[Natural language region descriptions]
***

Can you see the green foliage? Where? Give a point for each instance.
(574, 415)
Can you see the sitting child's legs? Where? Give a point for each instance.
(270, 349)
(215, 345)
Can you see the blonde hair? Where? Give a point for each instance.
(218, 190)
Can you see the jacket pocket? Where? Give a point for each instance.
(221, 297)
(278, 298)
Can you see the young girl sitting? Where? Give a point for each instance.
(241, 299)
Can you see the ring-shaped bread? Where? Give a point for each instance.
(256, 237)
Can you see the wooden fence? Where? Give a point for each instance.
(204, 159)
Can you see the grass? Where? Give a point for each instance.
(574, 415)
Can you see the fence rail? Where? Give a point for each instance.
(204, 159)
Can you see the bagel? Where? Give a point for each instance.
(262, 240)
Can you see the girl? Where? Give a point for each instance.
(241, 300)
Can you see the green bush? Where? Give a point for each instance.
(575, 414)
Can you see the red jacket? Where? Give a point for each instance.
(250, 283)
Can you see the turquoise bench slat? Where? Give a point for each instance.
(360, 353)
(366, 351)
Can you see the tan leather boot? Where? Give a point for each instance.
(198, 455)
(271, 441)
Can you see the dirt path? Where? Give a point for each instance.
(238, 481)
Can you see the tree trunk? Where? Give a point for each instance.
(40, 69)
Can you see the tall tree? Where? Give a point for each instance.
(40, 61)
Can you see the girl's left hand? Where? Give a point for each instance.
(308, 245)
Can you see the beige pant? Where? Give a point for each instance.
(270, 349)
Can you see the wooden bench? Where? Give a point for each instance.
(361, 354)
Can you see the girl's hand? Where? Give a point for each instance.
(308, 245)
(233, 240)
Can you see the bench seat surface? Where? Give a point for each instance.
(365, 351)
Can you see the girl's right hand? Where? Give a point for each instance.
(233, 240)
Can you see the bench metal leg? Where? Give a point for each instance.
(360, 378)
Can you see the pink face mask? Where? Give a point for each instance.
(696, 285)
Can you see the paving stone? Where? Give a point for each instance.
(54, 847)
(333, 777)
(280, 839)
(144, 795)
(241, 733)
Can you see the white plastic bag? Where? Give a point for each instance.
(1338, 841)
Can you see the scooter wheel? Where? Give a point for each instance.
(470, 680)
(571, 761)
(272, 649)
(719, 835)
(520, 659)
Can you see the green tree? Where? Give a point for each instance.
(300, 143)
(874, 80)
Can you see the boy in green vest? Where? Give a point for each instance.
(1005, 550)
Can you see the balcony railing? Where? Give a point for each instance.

***

**INSTRUCTIONS FOR THE TASK:** Nothing should be omitted or altered. Retype the records exactly.

**OUTPUT FOR THIS EXERCISE:**
Can you see the green foliage? Where? Give a point for each instance.
(574, 415)
Can you see the sitting child's legs? Where? Give a point for each instance.
(270, 349)
(215, 345)
Can you see the blonde hair? Where? Give a point for each instance.
(218, 190)
Can you see the jacket pocket? Where? Give a point for each instance.
(221, 297)
(278, 298)
Can you see the young girl sitting? Where? Give a point for each instance.
(241, 299)
Can you see the ring-shaped bread? Where? Give a point for each instance.
(256, 237)
Can you see the wooden fence? Where? Give a point for each instance.
(204, 159)
Can you see the grass? Where? Give a point for each instance.
(574, 415)
Can you see the fence rail? Where? Give a point for each instance.
(204, 159)
Can you see the bagel? Where? Give a point for each instance.
(262, 240)
Can you see the girl? Where? Give a point for each instance.
(241, 300)
Can you see the green bush? Where? Give a point for each instance.
(575, 414)
Can you see the red jacket? Where? Give a point for each instance.
(250, 283)
Can you see the turquoise bench slat? Where? Give a point for each instance.
(360, 353)
(366, 351)
Can you see the tan leather boot? Where? Give a point for each instance.
(198, 455)
(271, 441)
Can you see the dirt path? Where? Give a point for each instance.
(238, 481)
Can you see the tree trunk? Where? Give a point for each instance.
(40, 69)
Can you see the tall tree? Where? Give a point for each instance.
(40, 61)
Can you see the girl's left hand? Where? Give a point for each instance.
(308, 245)
Can you see the beige pant? Where? Give a point for each instance.
(270, 349)
Can you see the wooden bench? Where? Give a point for each instance.
(361, 354)
Can you see the girl's hand? Where? Give a point for each instance.
(308, 245)
(233, 240)
Can you see the bench seat surface? Where? Give a point for each instance.
(365, 351)
Can you see the girl's right hand? Where? Give a point for each instance.
(233, 240)
Can you see the bench metal leg? Where? Give a point for each instance.
(360, 378)
Can you see the pink face mask? Where? Give a point for each instance.
(696, 285)
Can you see the paving stone? Where? Give a point for each instance.
(54, 847)
(333, 777)
(280, 839)
(144, 795)
(241, 733)
Can you see the white plastic bag? Where? Give a point for each instance.
(1338, 841)
Can you see the scooter wheel? Where? Give a point for each instance.
(470, 680)
(571, 761)
(272, 649)
(719, 835)
(520, 659)
Can you see the green tree? Where? Give a point for each instance.
(300, 143)
(874, 80)
Can you see the boy in green vest? Where? Give a point for each instance.
(1005, 550)
Can you see the balcony railing? Where? Give a point for each instance.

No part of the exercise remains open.